Using the string "white" as the key, pull each matching line out of the records below.
>>
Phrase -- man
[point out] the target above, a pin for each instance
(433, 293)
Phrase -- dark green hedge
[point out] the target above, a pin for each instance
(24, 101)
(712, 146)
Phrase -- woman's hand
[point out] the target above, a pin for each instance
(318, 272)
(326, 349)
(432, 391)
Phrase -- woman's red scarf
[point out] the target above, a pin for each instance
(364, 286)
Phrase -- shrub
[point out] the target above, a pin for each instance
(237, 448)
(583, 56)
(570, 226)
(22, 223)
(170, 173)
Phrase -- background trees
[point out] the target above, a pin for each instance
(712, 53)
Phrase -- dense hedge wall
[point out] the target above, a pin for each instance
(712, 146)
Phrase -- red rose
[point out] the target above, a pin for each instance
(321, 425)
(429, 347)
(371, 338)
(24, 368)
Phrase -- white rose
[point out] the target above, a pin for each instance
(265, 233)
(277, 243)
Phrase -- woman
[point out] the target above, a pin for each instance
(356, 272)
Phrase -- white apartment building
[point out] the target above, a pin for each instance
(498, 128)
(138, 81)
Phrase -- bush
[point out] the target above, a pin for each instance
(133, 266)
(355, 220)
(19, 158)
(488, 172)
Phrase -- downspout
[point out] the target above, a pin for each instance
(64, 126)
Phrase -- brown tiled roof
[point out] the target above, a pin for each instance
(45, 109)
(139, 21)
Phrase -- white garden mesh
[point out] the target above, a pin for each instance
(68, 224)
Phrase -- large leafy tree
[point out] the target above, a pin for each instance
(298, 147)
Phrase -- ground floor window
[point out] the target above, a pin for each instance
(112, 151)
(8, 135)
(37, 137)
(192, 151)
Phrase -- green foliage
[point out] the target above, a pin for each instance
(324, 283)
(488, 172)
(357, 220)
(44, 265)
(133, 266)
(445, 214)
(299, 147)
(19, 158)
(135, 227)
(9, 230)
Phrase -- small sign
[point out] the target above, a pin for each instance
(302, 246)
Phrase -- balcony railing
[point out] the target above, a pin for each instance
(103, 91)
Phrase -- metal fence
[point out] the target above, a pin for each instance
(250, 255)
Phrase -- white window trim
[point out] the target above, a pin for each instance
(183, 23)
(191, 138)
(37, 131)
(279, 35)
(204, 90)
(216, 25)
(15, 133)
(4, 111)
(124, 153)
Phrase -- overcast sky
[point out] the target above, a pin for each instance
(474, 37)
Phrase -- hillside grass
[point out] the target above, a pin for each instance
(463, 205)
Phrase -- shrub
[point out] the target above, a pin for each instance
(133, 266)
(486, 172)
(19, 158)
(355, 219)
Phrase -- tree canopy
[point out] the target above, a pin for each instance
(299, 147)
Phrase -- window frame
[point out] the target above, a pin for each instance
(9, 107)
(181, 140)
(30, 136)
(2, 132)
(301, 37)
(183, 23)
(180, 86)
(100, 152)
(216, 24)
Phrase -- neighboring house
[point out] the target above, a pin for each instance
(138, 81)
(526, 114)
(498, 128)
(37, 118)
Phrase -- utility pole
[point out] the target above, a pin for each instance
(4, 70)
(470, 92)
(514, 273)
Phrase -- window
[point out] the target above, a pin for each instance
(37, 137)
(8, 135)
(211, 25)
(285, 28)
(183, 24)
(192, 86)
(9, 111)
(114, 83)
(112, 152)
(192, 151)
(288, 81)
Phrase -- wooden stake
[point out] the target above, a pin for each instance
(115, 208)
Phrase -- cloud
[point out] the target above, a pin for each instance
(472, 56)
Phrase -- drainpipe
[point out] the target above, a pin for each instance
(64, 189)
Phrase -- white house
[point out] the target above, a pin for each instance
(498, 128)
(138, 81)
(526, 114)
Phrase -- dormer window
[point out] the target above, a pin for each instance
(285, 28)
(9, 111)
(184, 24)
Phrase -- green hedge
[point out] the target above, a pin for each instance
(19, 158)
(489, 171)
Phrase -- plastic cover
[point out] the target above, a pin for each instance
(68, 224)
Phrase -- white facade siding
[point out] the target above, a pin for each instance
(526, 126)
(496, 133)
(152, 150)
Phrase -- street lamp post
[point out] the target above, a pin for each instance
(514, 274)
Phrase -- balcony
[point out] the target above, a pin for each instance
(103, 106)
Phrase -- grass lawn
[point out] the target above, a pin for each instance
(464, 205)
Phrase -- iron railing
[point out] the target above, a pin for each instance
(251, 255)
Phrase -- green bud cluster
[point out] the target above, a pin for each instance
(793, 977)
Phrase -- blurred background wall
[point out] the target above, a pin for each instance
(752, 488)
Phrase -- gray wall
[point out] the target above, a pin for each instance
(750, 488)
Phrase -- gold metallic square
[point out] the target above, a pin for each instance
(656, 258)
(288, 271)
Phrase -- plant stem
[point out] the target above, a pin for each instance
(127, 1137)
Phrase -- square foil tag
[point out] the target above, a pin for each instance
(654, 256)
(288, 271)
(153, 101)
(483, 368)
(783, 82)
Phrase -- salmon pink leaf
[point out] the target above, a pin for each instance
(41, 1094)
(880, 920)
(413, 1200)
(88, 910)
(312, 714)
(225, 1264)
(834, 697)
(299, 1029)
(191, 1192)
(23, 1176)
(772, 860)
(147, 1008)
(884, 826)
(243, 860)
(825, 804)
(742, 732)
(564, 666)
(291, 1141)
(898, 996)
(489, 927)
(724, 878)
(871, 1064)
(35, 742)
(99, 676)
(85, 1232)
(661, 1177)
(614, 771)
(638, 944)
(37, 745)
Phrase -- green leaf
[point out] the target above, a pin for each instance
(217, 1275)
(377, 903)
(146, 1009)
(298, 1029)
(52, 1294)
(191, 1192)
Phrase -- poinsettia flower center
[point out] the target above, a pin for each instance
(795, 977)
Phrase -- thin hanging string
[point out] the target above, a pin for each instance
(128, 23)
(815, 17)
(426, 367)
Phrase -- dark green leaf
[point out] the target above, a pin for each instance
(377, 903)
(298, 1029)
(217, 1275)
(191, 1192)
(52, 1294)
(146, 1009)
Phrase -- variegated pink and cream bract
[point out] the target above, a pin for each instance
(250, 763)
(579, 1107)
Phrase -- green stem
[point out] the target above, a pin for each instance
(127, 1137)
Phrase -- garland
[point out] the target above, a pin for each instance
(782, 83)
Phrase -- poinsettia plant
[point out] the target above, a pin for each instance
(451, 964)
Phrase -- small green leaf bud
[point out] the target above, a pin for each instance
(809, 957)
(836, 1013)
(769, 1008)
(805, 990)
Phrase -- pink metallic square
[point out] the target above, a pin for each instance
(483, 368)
<<
Finished exercise:
Phrase -- white rose
Phrase -- white apartment building
Phrase -- white garden mesh
Phrase -- white window trim
Phrase -- white house
Phrase -- white facade siding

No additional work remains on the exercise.